-------- Page extract
Common-cause catalog (what tends to hit channels together)
- Power CCF: shared front-end dips, undervoltage thresholds aligned across channels, simultaneous brownouts.
- Reference CCF: ground bounce and reference shifts that move logic thresholds together.
- EMI CCF: common-mode injection through cables, connectors, and shield return paths, causing bursts of errors.
- Logic/Config CCF: shared firmware defects or configuration mistakes producing consistent-but-wrong decisions.
Hardening strategy (partition, suppress, de-correlate)
- Partition power domains: avoid a single supply disturbance resetting every channel; use distinct filtering paths and independent supervision where practical.
- Independent reset & supervision: separate reset decision logic per channel to avoid “one reset line resets all.”
- Suppress injection at the boundary: input filtering and common-mode suppression close to the cable entry, before the disturbance becomes “logic-level.”
- Control shield/ground return paths: define where shield currents return so common-mode energy does not couple into every reference.
- De-correlate where safe: avoid identical coupling paths (routing symmetry, identical harness grouping) and use bounded timing diversity without breaking data consistency contracts.
Turning “rail constraints” into circuit requirements
Environmental and EMC constraints should be translated into explicit circuit-level requirements: undervoltage behavior (no unsafe toggling), hold-up thresholds, reset qualification, input filter time constants relative to sampling windows, and a defined common-mode return path strategy. The design is considered hardened only if correlation between channels is measurably reduced and diagnosable when it occurs.
Evidence fields (correlation is measurable)
Core: brownout_events, watchdog_rate, cm_noise_level, reset_correlation
Interpretation pattern: high reset_correlation + rising brownout_events ⇒ power CCF suspect; high cm_noise_level + error bursts ⇒ EMI CCF suspect.
Acceptance criteria
- Hardening actions are mapped to specific common-cause types (power/reference/EMI/logic).
- Correlation is quantified and logged; simultaneous resets are not treated as “random.”
- Mitigation placement is explicit (where filtering, shielding return, and CM suppression occur).
H2-10. Fault Handling & Reset/Recovery Policy (No “Oscillating” Failures)
Goal: deterministic actions, never restart oscillations
Many rail field incidents are not a single trip, but a repeated cycle of reset → partial recovery → failure again. This oscillation creates unstable outputs, destroys diagnostic clarity, and can mask common-cause issues. A robust policy classifies faults, caps recovery attempts, introduces backoff, and forces stable end states (latched trip or controlled degraded mode) when recovery is not evidenced.
----------------
-------- Supplied records
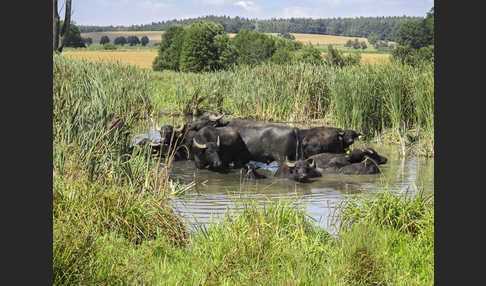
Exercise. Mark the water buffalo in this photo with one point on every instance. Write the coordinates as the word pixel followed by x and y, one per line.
----------------
-------- Supplied records
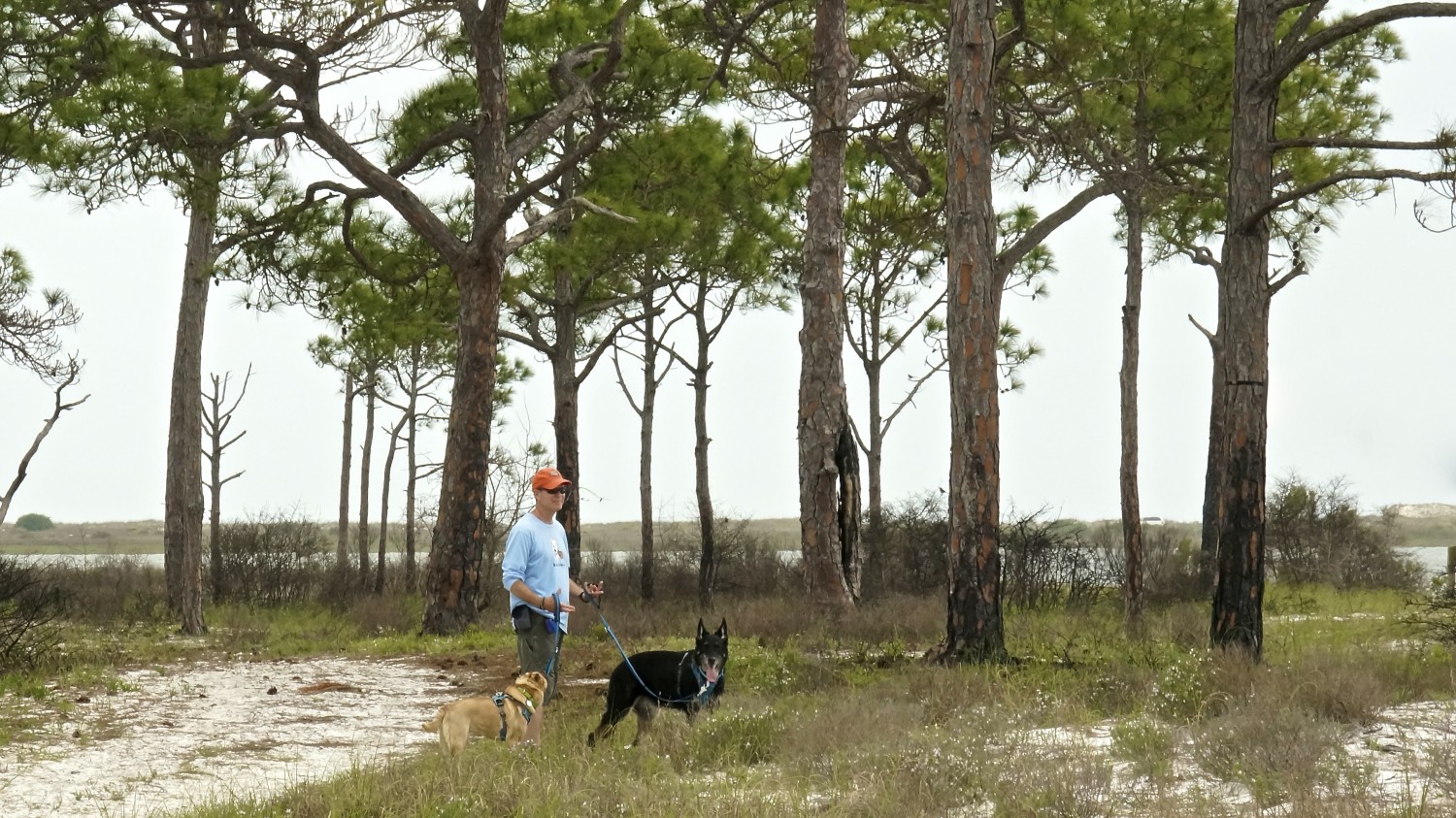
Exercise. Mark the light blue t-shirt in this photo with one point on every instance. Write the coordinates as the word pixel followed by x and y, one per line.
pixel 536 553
----------------
Exercise requirements:
Answer these about the text on common-cause failures above, one line each:
(a) Where should input filtering and common-mode suppression be placed?
(b) Which readings together point to a suspected EMI CCF?
(c) What stable end states should a robust policy force when recovery is not evidenced?

Result for this exercise:
(a) Close to the cable entry, before the disturbance becomes "logic-level."
(b) A high cm_noise_level together with error bursts.
(c) A latched trip or a controlled degraded mode.